What you need to do
Could you please find each line in the records that contains the word "small" and copy it?
== Dataset entries
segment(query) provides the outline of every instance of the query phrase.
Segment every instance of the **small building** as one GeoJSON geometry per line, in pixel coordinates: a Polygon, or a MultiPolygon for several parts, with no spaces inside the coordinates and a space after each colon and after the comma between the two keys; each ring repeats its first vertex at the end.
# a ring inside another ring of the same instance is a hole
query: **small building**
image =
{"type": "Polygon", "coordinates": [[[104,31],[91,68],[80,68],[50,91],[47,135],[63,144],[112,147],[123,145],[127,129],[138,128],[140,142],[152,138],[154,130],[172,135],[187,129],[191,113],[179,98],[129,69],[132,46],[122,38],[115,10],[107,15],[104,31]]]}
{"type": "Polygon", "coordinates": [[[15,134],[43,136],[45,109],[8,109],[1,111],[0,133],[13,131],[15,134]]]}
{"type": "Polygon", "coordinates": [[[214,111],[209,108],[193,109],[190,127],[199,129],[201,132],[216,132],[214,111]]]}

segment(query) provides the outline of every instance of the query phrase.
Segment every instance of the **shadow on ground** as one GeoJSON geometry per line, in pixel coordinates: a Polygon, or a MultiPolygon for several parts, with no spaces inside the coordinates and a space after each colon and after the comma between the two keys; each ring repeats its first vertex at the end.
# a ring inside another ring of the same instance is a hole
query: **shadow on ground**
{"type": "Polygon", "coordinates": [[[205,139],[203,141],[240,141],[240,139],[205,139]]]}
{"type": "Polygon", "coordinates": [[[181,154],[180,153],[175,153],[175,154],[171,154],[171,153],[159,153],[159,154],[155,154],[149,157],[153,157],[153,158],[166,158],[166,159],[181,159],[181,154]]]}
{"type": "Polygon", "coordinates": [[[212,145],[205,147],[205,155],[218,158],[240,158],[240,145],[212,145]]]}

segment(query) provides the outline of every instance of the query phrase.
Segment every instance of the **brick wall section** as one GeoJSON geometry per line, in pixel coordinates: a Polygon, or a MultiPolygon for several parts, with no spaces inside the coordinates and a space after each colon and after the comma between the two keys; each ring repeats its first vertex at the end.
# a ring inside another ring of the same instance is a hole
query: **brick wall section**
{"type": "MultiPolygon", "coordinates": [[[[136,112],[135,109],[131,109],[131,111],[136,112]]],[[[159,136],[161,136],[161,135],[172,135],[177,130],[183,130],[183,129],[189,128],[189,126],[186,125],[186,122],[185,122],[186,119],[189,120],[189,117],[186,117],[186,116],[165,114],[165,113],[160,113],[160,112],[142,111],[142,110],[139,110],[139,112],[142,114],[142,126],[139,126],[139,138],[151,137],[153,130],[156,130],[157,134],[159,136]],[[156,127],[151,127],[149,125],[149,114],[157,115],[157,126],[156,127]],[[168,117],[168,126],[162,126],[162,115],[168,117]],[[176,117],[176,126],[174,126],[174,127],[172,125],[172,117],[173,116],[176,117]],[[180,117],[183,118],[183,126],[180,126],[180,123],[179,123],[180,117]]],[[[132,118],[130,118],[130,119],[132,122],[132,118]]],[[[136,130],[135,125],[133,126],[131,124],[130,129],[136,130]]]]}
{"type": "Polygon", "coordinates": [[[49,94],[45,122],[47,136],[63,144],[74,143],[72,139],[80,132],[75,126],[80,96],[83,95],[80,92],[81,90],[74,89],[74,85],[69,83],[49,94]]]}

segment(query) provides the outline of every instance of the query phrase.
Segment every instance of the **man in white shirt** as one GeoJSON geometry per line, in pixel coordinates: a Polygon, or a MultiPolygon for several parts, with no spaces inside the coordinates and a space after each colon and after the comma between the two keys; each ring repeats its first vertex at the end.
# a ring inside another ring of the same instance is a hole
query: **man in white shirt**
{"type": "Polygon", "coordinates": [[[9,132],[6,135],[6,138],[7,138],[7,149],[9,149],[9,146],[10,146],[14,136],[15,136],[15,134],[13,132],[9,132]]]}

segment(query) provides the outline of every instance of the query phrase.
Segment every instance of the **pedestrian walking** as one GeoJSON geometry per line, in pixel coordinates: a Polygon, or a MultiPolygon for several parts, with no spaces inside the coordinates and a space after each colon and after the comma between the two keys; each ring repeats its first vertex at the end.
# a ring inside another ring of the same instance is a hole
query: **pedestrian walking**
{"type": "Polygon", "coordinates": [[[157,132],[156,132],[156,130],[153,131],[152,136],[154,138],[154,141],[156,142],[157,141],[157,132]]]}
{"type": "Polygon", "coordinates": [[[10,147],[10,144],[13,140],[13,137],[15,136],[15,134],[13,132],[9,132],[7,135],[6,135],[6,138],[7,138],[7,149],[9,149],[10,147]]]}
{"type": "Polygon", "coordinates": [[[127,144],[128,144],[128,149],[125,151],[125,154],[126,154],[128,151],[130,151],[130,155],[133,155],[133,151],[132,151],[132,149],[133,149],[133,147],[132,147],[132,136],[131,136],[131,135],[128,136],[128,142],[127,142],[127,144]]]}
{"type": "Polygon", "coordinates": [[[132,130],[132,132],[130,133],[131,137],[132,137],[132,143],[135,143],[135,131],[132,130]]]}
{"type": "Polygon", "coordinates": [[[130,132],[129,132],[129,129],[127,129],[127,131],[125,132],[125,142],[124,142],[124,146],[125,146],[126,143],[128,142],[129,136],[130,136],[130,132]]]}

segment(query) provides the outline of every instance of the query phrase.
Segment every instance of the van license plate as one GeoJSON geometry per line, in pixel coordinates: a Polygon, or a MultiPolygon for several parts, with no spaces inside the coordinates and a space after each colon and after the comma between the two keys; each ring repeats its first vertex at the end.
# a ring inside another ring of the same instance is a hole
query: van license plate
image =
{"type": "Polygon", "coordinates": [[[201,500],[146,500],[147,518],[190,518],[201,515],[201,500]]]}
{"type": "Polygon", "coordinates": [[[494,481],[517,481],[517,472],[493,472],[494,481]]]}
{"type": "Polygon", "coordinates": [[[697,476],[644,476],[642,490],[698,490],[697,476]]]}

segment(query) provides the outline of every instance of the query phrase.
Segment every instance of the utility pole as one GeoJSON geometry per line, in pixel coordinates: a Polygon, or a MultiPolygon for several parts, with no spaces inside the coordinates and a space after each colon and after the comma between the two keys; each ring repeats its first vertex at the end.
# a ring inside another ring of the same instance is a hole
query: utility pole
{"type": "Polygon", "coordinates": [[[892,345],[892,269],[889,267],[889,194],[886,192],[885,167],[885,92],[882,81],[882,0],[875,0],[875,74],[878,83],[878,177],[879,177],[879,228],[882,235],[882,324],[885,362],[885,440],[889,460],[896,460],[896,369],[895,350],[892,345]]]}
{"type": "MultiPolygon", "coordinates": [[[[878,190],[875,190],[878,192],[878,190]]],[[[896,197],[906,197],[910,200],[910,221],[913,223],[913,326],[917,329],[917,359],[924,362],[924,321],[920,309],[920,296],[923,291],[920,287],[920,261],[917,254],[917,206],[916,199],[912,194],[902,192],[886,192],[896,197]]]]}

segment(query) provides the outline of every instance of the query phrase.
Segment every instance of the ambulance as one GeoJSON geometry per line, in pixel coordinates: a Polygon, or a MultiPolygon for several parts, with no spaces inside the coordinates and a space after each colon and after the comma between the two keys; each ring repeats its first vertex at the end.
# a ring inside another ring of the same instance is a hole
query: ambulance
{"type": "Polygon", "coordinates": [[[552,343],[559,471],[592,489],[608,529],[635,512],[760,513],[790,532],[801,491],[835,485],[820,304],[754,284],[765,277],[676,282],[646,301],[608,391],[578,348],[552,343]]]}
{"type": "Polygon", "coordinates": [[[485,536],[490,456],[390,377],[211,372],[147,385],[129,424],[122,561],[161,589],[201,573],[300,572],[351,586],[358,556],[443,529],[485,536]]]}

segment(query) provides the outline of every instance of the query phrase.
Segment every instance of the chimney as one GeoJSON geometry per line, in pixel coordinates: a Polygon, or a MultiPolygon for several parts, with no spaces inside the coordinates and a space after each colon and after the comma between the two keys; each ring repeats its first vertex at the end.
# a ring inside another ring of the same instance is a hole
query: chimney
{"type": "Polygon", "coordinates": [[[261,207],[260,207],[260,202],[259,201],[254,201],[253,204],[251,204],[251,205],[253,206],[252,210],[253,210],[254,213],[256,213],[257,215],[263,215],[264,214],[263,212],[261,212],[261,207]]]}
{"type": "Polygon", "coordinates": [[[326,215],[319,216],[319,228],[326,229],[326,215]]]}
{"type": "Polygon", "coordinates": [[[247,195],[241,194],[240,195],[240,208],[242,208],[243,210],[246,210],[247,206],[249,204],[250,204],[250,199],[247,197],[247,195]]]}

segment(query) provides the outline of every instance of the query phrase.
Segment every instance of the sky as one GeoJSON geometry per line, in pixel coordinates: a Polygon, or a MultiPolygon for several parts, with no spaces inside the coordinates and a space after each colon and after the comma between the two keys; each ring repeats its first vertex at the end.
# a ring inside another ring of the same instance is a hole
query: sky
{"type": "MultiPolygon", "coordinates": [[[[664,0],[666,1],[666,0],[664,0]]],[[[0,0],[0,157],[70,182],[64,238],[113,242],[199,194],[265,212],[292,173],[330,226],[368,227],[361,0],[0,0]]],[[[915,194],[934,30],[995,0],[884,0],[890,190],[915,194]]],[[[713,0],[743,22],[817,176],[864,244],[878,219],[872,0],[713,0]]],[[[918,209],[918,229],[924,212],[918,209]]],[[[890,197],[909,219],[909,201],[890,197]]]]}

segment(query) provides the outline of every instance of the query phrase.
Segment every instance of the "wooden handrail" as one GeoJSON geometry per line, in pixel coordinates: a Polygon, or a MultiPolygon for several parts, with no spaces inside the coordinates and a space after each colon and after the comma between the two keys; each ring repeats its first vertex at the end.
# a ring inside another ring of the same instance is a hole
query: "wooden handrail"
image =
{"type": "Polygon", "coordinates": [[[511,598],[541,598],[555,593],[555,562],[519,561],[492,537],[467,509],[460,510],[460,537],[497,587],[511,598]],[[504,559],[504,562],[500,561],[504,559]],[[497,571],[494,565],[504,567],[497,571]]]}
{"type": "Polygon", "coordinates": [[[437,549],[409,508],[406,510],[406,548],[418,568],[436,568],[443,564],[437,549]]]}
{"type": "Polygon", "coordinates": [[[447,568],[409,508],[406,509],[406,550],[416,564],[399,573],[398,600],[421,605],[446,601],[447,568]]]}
====
Answer box
Segment every instance of the **small building** as one GeoJSON geometry per line, in pixel coordinates: a Polygon, or a MultiPolygon for several parts, with no spaces inside the coordinates and a space after each colon and after the comma between the two keys; each ring repeats its first vertex at the end.
query: **small building**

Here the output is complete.